[Start of Attachment]

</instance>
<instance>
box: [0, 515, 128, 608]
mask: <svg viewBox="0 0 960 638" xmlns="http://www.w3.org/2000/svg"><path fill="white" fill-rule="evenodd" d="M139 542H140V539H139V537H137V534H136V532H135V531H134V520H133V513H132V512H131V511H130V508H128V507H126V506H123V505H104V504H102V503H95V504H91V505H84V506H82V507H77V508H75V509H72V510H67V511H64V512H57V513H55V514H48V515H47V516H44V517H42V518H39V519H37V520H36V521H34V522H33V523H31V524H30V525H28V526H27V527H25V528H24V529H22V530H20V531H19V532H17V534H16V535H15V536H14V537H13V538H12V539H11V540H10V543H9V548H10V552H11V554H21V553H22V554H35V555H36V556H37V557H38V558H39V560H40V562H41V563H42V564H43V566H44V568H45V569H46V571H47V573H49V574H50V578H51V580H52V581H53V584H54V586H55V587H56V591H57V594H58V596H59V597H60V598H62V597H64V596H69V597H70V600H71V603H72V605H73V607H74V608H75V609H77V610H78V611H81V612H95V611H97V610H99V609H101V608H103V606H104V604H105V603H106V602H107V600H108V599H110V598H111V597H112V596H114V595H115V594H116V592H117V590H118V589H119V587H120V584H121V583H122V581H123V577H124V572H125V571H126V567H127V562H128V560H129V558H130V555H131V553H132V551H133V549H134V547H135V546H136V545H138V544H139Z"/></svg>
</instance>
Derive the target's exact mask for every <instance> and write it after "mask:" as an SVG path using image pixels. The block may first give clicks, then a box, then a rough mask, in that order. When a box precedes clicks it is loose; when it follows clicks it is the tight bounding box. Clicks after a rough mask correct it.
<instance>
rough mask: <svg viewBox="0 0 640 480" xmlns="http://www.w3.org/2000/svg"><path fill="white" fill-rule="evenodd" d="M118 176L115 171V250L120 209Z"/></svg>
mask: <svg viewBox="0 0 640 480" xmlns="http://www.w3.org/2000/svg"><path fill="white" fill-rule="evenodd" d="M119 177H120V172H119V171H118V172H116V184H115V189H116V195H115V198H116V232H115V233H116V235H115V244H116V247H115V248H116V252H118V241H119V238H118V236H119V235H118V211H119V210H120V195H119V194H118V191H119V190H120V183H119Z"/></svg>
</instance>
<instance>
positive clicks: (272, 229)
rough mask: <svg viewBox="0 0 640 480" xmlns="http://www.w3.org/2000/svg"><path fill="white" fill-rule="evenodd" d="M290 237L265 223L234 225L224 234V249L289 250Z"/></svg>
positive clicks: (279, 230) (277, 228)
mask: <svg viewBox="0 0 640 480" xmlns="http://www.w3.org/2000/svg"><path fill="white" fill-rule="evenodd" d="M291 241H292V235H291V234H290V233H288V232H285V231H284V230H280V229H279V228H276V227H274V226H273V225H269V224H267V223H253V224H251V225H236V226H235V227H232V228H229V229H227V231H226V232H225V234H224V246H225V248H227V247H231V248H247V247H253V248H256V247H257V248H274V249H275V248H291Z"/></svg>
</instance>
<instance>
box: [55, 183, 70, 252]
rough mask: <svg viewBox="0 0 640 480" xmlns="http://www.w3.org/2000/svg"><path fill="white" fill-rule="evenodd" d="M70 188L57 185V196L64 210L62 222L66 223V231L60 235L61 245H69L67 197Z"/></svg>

[End of Attachment]

## WORK INSTRUCTION:
A word-for-word copy of the data is what should be returned.

## TASK RESULT:
</instance>
<instance>
box: [0, 515, 128, 608]
mask: <svg viewBox="0 0 960 638" xmlns="http://www.w3.org/2000/svg"><path fill="white" fill-rule="evenodd" d="M139 542H140V539H139V537H137V534H136V532H135V531H134V520H133V513H132V512H131V511H130V508H128V507H126V506H123V505H104V504H102V503H95V504H91V505H84V506H82V507H77V508H75V509H72V510H67V511H64V512H57V513H55V514H48V515H47V516H44V517H42V518H39V519H37V520H36V521H34V522H33V523H31V524H30V525H28V526H27V527H25V528H24V529H22V530H20V531H19V532H17V534H16V535H15V536H14V537H13V538H12V539H11V540H10V543H9V548H10V552H11V554H21V553H22V554H35V555H36V556H37V557H38V558H39V560H40V562H41V563H42V564H43V566H44V568H45V569H46V571H47V573H49V574H50V578H51V580H52V581H53V584H54V586H55V587H56V591H57V594H58V596H59V597H60V598H62V597H64V596H69V597H70V600H71V603H72V605H73V607H74V608H75V609H77V610H78V611H81V612H95V611H97V610H99V609H101V608H103V606H104V604H105V603H106V602H107V600H108V599H110V598H111V597H112V596H114V595H115V594H116V592H117V590H118V589H119V587H120V584H121V583H122V581H123V577H124V572H125V571H126V567H127V562H128V560H129V558H130V555H131V553H132V551H133V549H134V547H135V546H136V545H138V544H139Z"/></svg>
</instance>
Derive the target's exact mask for every <instance> and write it after "mask:" as an SVG path using image pixels. The block may first give clicks, then a box, then a rough mask, in that order. When a box precedes clicks it is loose; when it follows clicks it is the tight bounding box. Clicks after a rough mask correct it.
<instance>
rough mask: <svg viewBox="0 0 640 480" xmlns="http://www.w3.org/2000/svg"><path fill="white" fill-rule="evenodd" d="M118 176L115 171V250L120 209Z"/></svg>
mask: <svg viewBox="0 0 640 480" xmlns="http://www.w3.org/2000/svg"><path fill="white" fill-rule="evenodd" d="M119 177H120V172H119V171H118V172H116V184H115V189H116V195H115V198H116V232H115V233H116V235H115V244H116V247H115V248H116V252H118V241H119V238H118V236H119V235H118V211H119V210H120V195H119V194H118V191H119V190H120V183H119Z"/></svg>
</instance>
<instance>
positive clicks: (272, 229)
rough mask: <svg viewBox="0 0 640 480" xmlns="http://www.w3.org/2000/svg"><path fill="white" fill-rule="evenodd" d="M290 237L265 223L234 225L224 234V249L289 250Z"/></svg>
positive clicks: (279, 230) (277, 228)
mask: <svg viewBox="0 0 640 480" xmlns="http://www.w3.org/2000/svg"><path fill="white" fill-rule="evenodd" d="M291 241H292V235H291V234H290V233H288V232H285V231H284V230H280V229H279V228H276V227H274V226H273V225H269V224H267V223H253V224H251V225H236V226H235V227H232V228H229V229H227V231H226V232H225V234H224V246H225V248H227V247H231V248H247V247H253V248H256V247H257V248H274V249H275V248H291Z"/></svg>
</instance>
<instance>
box: [55, 183, 70, 252]
rough mask: <svg viewBox="0 0 640 480" xmlns="http://www.w3.org/2000/svg"><path fill="white" fill-rule="evenodd" d="M70 188L57 185V196L64 210L62 222L66 223V231L60 235L61 245H69L67 197Z"/></svg>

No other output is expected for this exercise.